## START DOCUMENT PASSAGE

Citizen Kane

Citizen Kane Summary and Analysis of Chapter 26: Everglades Picnic - Chapter 31: Cast & End Credits

Summary

Charles Foster Kane, now noticeably older and bald, comes down the stairs to Xanadu's Great Hall and finds Susan working on a puzzle in the fireplace. Their interaction is cold and without affection. Charles sits in a throne-like chair across the room from Susan - so far away that she doesn't hear him when he suggests a picnic in the Everglades. She is not interested in the idea of sleeping in tents, but Charles doesn't listen. In the next shot, they are sitting side-by-side in a car, and she tells him, "you never give me anything I really care about."

A wide shot reveals a line of identical black cars snaking along the beach. Cut to a lavish campsite, where a live jazz band entertains and a pig is roasted on a spit. Inside a decorated tent, Susan sits on the ground and shouts at Charles Foster Kane, dressed all in white, who is slumped dejectedly in a chair across from her. He asks Susan to speak more quietly. She accuses him of trying to buy her affections, and never sacrificing anything for her. He stands over her while the party, filled with anonymous revelers, rages on outside their tent. Susan and Kane stare each other down. He claims he does what he does because he loves her. She counters by saying he never loved her, he just wants to buy other people's love. Charles Foster Kane slaps her across the face, and Susan is defiant.

## END DOCUMENT PASSAGE
## START SOURCE MATERIAL

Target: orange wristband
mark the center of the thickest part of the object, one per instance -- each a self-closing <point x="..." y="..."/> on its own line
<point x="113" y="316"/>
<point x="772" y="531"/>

## END SOURCE MATERIAL

■ **EXERCISE**:
Duplicate the passage of the Citizen Kane summary word for word, starting with "A wide shot" and going on through "Susan is defiant.".

■ **CORRECT ANSWER**:
A wide shot reveals a line of identical black cars snaking along the beach. Cut to a lavish campsite, where a live jazz band entertains and a pig is roasted on a spit. Inside a decorated tent, Susan sits on the ground and shouts at Charles Foster Kane, dressed all in white, who is slumped dejectedly in a chair across from her. He asks Susan to speak more quietly. She accuses him of trying to buy her affections, and never sacrificing anything for her. He stands over her while the party, filled with anonymous revelers, rages on outside their tent. Susan and Kane stare each other down. He claims he does what he does because he loves her. She counters by saying he never loved her, he just wants to buy other people's love. Charles Foster Kane slaps her across the face, and Susan is defiant.